◆ Your objective ◆
Reproduce the data from the line with "task | place a point on the leafless" through the end of the data, shifting each answer coordinate up by 146 and leaving all other numbers as they are.
====== The input ======
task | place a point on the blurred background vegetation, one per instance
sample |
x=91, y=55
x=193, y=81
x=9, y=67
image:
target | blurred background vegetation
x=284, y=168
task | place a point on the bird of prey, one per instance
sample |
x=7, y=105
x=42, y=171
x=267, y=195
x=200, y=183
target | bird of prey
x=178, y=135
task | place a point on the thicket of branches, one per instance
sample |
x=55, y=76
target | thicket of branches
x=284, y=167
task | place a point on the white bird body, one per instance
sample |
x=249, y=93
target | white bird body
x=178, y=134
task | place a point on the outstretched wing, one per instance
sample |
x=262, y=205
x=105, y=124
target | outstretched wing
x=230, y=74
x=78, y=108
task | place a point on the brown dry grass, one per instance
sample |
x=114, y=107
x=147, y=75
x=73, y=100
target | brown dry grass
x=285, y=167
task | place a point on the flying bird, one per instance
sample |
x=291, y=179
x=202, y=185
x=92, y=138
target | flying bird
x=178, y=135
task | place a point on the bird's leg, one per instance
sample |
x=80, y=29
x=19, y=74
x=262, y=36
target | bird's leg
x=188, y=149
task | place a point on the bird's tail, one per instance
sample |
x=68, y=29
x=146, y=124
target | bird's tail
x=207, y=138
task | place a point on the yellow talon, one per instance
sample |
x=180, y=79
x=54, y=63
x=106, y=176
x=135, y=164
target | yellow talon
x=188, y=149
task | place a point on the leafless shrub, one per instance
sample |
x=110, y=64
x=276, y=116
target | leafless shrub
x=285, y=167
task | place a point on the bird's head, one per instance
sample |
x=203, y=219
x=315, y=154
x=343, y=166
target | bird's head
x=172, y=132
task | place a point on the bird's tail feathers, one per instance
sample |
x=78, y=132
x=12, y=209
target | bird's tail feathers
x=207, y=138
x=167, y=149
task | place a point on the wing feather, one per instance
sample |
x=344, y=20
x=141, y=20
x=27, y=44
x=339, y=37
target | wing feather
======
◆ Task answer ◆
task | place a point on the leafless shrub, one per instance
sample |
x=110, y=64
x=276, y=116
target | leafless shrub
x=431, y=313
task | place a point on the bird's head, one per instance
sample |
x=203, y=219
x=315, y=154
x=343, y=166
target | bird's head
x=318, y=278
task | place a point on the bird's tail feathers, one per instance
sample |
x=78, y=132
x=12, y=209
target | bird's tail feathers
x=353, y=284
x=313, y=295
task | place a point on the wing feather, one per instance
sample |
x=344, y=20
x=141, y=20
x=27, y=44
x=339, y=37
target | wing feather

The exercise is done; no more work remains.